**TASK PROMPT**
Copy everything from the line containing "Where can the white mane" down to the end of the material, requests included, and shift every point coordinate in the answers by -49.

**DATASET ENTRIES**
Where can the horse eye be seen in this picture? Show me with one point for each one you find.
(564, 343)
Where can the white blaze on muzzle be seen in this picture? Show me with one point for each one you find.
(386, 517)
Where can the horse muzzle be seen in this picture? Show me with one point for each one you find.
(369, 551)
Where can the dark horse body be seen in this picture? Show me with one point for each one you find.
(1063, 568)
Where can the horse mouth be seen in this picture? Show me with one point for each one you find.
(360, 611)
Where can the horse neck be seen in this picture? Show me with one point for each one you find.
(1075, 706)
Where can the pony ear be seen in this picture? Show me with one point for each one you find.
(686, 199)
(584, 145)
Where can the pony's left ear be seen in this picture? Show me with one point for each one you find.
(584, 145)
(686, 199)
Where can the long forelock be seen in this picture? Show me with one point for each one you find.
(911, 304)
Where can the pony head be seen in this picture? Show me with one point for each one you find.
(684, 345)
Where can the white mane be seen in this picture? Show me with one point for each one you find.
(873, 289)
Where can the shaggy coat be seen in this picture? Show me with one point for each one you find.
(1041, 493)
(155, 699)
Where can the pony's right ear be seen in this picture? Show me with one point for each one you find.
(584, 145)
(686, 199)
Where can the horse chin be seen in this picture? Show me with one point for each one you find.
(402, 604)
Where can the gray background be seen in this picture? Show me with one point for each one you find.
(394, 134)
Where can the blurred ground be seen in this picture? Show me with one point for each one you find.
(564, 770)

**COMPLETE RESPONSE**
Where can the white mane be seen in this picture? Show me with one point for each one you find.
(824, 240)
Where can the shaggy coat be seen in this picture? Show me with one point for each one you find.
(992, 444)
(106, 650)
Where can the pony's right ear be seen in this picture? Show me with one point for each one you find.
(535, 96)
(637, 150)
Where can the horse chin be seen in this picture? Show me with one point for each one you find.
(353, 555)
Where can the gray background be seen in this picture? Show me with one point for each one you find.
(345, 85)
Where can the blurred ground be seen in this picture? Show me with one point for each one you find.
(515, 721)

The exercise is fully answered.